*GOAL OF THE EXERCISE:* Reproduce the complete passage on gas-discharge tubes for HVDC circuit breakers word for word, without changing anything.

[PASSAGE — start]

To overcome the slow commercial uptake of hybrid HVDC circuit breakers, a long-range project is reconsidering gas-discharges tubes for use in HVDC circuit breakers. Stakes are high, since it may lead to a considerable decrease in cost, complexity and footprint of HVDC breakers and, moreover, with the opportunity to mount them in easy-to-install and maintain transportable containers…

Although the first DC circuit breaker concept was proposed in the 1970’s (using gas-discharge tubes at that time), it took around 40 years before the first economical, thus acceptable concept for a commercial use in a HVDC system[1]  was developed: the ‘hybrid’ DC circuit breaker. Laboratory tested in 2013, it offered – at last – sufficiently low losses to be economic in a commercial HVDC system (see the 2014 paper). “However, the commercial uptake of such hybrid breakers has been slow, mainly because of their relatively large cost, complexity and footprint” explains Colin C. Davidson, from GE’s Grid Solutions Business. “New developments using optimized gas-discharge tubes could completely change this picture”.

[PASSAGE — finish]
[RECORDED INFORMATION — start]

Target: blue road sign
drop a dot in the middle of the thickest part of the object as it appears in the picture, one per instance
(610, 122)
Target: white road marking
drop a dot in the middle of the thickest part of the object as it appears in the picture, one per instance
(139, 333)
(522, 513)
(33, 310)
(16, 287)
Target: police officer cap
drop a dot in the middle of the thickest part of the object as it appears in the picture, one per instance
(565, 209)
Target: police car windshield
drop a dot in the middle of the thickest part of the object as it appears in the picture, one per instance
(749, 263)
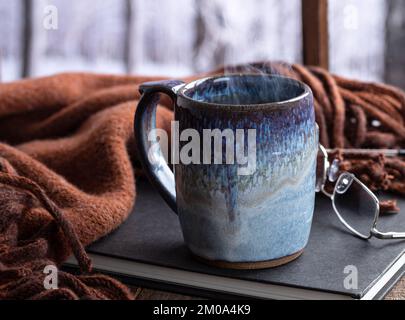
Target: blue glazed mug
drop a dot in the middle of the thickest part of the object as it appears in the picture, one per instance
(251, 214)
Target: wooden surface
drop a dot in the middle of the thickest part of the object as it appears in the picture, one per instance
(315, 32)
(181, 37)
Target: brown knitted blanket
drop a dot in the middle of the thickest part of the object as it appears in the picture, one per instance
(67, 166)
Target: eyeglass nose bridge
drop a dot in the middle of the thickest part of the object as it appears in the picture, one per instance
(344, 183)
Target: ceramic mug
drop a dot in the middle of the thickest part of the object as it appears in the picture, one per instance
(256, 219)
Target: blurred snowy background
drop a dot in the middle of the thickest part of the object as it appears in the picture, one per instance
(181, 37)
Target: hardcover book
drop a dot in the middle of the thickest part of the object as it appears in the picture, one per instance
(148, 250)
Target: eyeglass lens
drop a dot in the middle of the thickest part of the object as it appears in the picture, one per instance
(354, 204)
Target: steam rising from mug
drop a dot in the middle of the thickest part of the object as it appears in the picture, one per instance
(245, 89)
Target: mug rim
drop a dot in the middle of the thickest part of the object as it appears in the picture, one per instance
(182, 89)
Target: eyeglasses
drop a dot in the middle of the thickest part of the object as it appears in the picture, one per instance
(356, 206)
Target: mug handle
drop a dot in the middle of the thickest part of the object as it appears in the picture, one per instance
(157, 171)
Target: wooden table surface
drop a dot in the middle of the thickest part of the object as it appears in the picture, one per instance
(397, 293)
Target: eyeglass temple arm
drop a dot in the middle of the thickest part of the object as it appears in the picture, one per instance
(387, 235)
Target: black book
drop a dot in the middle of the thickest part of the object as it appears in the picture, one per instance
(148, 250)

[RECORDED INFORMATION — finish]

*EXERCISE OUTPUT:*
To overcome the slow commercial uptake of hybrid HVDC circuit breakers, a long-range project is reconsidering gas-discharges tubes for use in HVDC circuit breakers. Stakes are high, since it may lead to a considerable decrease in cost, complexity and footprint of HVDC breakers and, moreover, with the opportunity to mount them in easy-to-install and maintain transportable containers…

Although the first DC circuit breaker concept was proposed in the 1970’s (using gas-discharge tubes at that time), it took around 40 years before the first economical, thus acceptable concept for a commercial use in a HVDC system[1]  was developed: the ‘hybrid’ DC circuit breaker. Laboratory tested in 2013, it offered – at last – sufficiently low losses to be economic in a commercial HVDC system (see the 2014 paper). “However, the commercial uptake of such hybrid breakers has been slow, mainly because of their relatively large cost, complexity and footprint” explains Colin C. Davidson, from GE’s Grid Solutions Business. “New developments using optimized gas-discharge tubes could completely change this picture”.